- Directions for this task -
Rewrite all of the records below, replacing every occurrence of "Target" with "Object" and leaving everything else unchanged. Omit the pictures from your answer.

--- begin Data shown ---

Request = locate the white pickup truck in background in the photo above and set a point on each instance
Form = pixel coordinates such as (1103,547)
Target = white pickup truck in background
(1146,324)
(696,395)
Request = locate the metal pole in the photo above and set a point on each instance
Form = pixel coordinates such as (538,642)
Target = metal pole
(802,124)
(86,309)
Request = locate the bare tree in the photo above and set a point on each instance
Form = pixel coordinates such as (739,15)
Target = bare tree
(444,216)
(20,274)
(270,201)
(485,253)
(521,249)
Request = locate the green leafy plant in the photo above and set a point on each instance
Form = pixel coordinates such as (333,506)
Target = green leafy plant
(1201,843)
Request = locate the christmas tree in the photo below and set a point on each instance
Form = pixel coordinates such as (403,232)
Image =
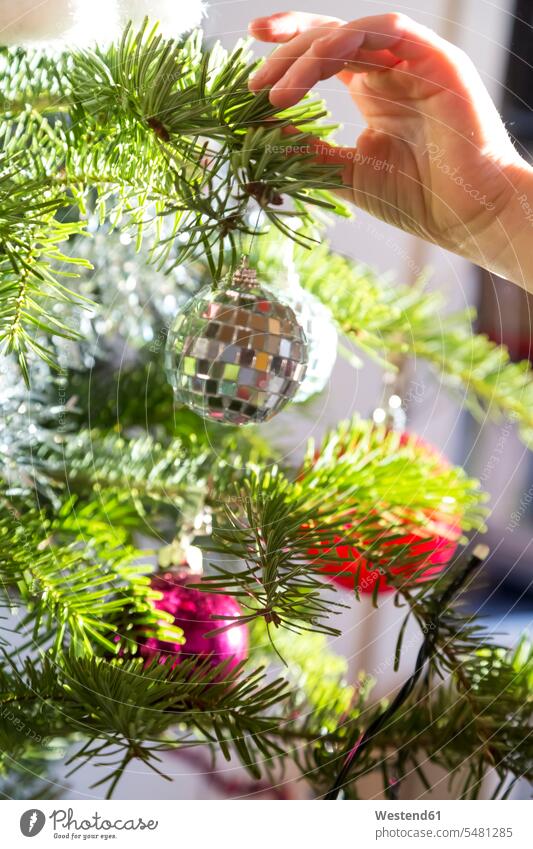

--- end Data shown ---

- Completed exercise -
Request = locate the white pickup truck in background in the photo above and set a point on each instance
Form = pixel coordinates such as (1103,547)
Object = white pickup truck in background
(1146,324)
(696,395)
Request = locate the metal pole in the photo above and set a point on each instance
Form = pixel coordinates such as (538,642)
Object = metal pole
(802,124)
(86,309)
Request = locate the bare tree in the photo above and set a point on each instance
Form = pixel coordinates such as (739,15)
Object = bare tree
(444,216)
(20,274)
(270,201)
(485,253)
(521,249)
Request = locate the green leafy plant in the photo above and set a point on each instance
Form = pixel coordinates such as (333,506)
Object = green leafy plant
(1201,843)
Request = locate the christmas tree in the photo below and set a point on each instance
Form = pixel coordinates such as (403,232)
Image =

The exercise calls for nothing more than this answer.